→ WORK REQUIRED: Copy out everything from the line containing "Target: television screen" down to the end of the records below, both ends included and requests kept. Multiply each point coordinate in the answers by 1.45 and round to whole numbers (halves round up), leaving out all other records.

→ INFORMATION SHOWN:
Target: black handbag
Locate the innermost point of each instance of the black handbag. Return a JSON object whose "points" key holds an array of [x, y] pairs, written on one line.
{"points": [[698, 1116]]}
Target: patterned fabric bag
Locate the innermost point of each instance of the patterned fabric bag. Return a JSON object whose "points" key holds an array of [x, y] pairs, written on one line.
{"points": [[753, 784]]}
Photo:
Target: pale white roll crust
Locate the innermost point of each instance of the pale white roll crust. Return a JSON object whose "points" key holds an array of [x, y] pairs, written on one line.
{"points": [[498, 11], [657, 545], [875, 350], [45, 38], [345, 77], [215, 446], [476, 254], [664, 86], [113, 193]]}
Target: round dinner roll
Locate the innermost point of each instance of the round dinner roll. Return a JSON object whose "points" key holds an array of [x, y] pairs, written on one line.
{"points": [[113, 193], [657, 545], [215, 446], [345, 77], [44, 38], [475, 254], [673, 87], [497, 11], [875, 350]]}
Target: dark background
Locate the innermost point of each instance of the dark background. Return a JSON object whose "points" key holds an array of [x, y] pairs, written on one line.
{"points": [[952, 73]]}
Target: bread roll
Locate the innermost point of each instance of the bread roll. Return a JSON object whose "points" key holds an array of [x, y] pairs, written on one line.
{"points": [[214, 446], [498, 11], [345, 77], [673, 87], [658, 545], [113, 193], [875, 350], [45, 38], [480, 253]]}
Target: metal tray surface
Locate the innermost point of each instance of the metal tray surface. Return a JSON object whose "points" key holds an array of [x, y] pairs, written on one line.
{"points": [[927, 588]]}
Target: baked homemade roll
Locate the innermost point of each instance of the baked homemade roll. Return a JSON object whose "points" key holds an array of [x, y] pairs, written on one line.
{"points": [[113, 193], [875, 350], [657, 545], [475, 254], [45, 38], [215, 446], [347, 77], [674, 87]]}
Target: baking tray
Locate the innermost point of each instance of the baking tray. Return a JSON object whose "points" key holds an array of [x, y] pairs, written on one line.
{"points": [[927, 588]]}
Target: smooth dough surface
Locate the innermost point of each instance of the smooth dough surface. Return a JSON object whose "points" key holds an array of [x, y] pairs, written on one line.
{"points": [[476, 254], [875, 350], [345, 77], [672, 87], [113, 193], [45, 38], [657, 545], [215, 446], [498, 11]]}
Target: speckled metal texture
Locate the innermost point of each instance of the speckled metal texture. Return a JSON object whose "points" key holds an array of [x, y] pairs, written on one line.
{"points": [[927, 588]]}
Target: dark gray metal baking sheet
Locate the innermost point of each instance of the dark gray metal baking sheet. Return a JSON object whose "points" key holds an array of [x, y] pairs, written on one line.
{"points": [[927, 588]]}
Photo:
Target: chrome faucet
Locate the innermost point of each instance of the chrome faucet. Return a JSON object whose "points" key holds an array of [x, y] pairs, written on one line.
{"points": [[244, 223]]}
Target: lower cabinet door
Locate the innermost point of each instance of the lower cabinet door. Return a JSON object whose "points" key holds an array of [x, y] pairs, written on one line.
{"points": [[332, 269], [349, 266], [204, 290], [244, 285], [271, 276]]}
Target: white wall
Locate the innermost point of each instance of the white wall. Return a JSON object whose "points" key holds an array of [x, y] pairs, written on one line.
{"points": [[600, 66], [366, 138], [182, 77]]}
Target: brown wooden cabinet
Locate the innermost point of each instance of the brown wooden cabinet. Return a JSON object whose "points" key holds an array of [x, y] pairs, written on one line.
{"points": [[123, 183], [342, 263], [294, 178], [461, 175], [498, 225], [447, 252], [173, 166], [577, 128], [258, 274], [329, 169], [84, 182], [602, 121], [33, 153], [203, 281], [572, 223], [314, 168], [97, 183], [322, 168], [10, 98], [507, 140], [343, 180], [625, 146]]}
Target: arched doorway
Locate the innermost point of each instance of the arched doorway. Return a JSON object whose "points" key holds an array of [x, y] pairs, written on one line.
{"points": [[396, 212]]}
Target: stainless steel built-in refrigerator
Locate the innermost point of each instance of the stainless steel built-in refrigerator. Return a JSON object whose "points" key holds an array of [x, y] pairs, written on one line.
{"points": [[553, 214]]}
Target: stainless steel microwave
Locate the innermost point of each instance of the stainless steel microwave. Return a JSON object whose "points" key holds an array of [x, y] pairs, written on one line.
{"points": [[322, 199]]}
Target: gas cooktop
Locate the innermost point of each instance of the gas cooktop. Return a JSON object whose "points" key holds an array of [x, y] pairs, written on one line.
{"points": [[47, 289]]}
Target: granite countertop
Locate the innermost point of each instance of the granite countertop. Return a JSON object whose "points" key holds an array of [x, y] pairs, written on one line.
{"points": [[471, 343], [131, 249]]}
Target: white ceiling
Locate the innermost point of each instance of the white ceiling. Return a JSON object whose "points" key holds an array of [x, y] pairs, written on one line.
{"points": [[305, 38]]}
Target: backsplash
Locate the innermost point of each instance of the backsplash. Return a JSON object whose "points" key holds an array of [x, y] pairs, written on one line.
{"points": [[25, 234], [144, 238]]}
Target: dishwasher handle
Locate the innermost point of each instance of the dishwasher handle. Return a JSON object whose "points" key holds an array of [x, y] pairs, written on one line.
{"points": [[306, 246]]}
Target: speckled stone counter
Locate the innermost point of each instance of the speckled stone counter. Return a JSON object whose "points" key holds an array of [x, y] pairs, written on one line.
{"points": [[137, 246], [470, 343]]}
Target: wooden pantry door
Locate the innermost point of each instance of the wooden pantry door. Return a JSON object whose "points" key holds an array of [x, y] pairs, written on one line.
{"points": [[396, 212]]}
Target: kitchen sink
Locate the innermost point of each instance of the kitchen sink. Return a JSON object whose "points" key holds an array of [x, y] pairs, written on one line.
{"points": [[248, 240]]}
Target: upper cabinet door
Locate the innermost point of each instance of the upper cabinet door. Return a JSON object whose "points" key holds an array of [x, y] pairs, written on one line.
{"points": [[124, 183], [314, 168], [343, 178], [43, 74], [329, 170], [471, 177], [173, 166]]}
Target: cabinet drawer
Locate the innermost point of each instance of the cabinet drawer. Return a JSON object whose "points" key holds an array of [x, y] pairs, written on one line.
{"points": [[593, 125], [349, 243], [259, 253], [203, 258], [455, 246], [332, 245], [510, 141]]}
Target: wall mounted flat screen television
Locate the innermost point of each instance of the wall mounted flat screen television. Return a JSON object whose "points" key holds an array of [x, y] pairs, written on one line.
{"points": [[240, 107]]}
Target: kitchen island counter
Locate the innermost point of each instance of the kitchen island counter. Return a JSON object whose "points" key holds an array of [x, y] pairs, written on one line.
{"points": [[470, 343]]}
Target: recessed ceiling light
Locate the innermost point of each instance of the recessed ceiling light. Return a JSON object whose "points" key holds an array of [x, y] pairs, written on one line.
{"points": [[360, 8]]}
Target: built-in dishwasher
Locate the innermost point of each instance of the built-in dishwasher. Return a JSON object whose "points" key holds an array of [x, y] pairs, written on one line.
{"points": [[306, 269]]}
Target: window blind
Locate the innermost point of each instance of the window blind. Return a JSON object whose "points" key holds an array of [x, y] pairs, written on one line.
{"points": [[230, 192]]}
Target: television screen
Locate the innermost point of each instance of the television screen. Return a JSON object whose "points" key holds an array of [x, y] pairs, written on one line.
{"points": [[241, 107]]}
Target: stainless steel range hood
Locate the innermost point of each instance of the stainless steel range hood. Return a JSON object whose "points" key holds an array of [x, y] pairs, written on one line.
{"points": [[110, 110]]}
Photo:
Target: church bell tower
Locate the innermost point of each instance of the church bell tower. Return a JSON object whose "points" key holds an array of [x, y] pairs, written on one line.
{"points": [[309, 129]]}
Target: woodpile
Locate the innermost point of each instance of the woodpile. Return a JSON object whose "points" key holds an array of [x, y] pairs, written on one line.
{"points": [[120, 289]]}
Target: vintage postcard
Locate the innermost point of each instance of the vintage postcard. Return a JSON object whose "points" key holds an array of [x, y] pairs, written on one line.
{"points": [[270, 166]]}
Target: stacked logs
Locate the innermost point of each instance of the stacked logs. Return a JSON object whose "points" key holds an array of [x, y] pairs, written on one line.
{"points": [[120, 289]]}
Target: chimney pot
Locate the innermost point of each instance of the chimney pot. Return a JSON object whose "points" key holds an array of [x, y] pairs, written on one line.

→ COMPLETED TASK:
Target: television screen
Locate the innermost point of each instance of the television screen. Return a JSON object whose "points" key holds an array of [x, y] pairs, written on one line.
{"points": [[349, 155]]}
Target: stainless steel range hood
Locate the innermost point of each instance of the stainless steel range hood. Return a JSON object whose "points" key holds an array of [x, y] pairs, written on one line.
{"points": [[160, 160]]}
Photo:
Target: church bell tower
Locate the innermost point of each instance of the church bell tower. Return a JSON object whose "points" key holds an array of [x, y] pairs, written on one line.
{"points": [[448, 187]]}
Target: woodpile
Locate the innermost point of each instance of the woodpile. Return a JSON object whose "points" key holds an array of [x, y] pairs, written on one line.
{"points": [[174, 419]]}
Target: vintage postcard
Locate the innermost point of each instance of the vintage postcard. Return a JSON object whose "points" key holds an array of [x, y] pairs, written on one line.
{"points": [[392, 241]]}
Target: stacked logs
Locate the innermost point of each instance of the stacked logs. Return a JSON object whose "points" key holds an array of [x, y] pairs, written on one line.
{"points": [[174, 419]]}
Target: chimney pot
Locate the innermost point of each instance of the chimney pot. Return a JSON object whose "points" key holds an array of [x, y] pairs, written on one line.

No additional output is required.